→ Passage to read
The United States has played a disproportionate role in shaping how this question has been deferred. Its historically maximalist commitment to freedom of speech — developed to protect citizens from state overreach — became the default operating system for global digital platforms. Because dominant technologies were built, litigated, and defended within U.S. constitutional culture, American assumptions were exported worldwide. Other societies found themselves living inside a U.S. speech regime without ever choosing it.

Europe has never shared this hierarchy of values. In EU law, freedom of expression is vital but qualified, balanced explicitly against human dignity, physical and psychological integrity, and the rights of the child. The legal question is not whether speech is restricted, but whether restrictions are proportionate and justified. That difference matters. It explains why European regulation now focuses on system design, foreseeable risk, and child protection rather than disclaimers and post-hoc moderation.

Yet the global picture is broader still. Democracies such as Japan and South Korea protect freedom of expression, but neither elevates it above social harmony, dignity, or collective responsibility as U.S. jurisprudence does. Speech in these societies is understood as situated within relationships and obligations, not as an abstract right exercised in isolation. The idea that a robust system could knowingly expose users — particularly children — to foreseeable psychological harm while disclaiming responsibility would sit uneasily within these legal and cultural traditions.

India offers a different but equally instructive contrast. As a constitutional democracy shaped by postcolonial realities, it balances expression against public order, morality, and social cohesion more explicitly than the United States ever has. While this balance carries its own risks and controversies, it underscores a crucial point: there is no single democratic template for regulating speech, technology, or harm.

Several African democracies reinforce this point rather than complicate it. South Africa, with its post-apartheid constitutional order, places human dignity on equal footing with freedom of expression, explicitly recognising psychological harm and vulnerability in its rights framework. In Kenya, constitutional protections for speech are paired with duties to avoid harm, hate, and social injury, reflecting a legal culture attentive to the real-world consequences of communication. Ghana similarly protects expression while foregrounding communal responsibility and public interest, drawing on both common-law and indigenous ethical traditions.

Across these contexts, technology is not treated as morally neutral infrastructure. Communication is understood as a social act with consequences, and power — whether exercised by states, institutions, or platforms — carries obligation. The notion that a powerful system could knowingly expose users to foreseeable harm while disclaiming responsibility would appear incoherent rather than controversial.

→ Given data
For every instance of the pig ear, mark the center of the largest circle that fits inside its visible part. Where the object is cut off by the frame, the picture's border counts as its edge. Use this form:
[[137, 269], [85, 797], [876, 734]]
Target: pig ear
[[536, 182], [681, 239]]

→ Short problem
Reproduce word for word the part of the passage on free speech and technology starting at "India offers a" and ending at "technology, or harm.".

→ Written answer
India offers a different but equally instructive contrast. As a constitutional democracy shaped by postcolonial realities, it balances expression against public order, morality, and social cohesion more explicitly than the United States ever has. While this balance carries its own risks and controversies, it underscores a crucial point: there is no single democratic template for regulating speech, technology, or harm.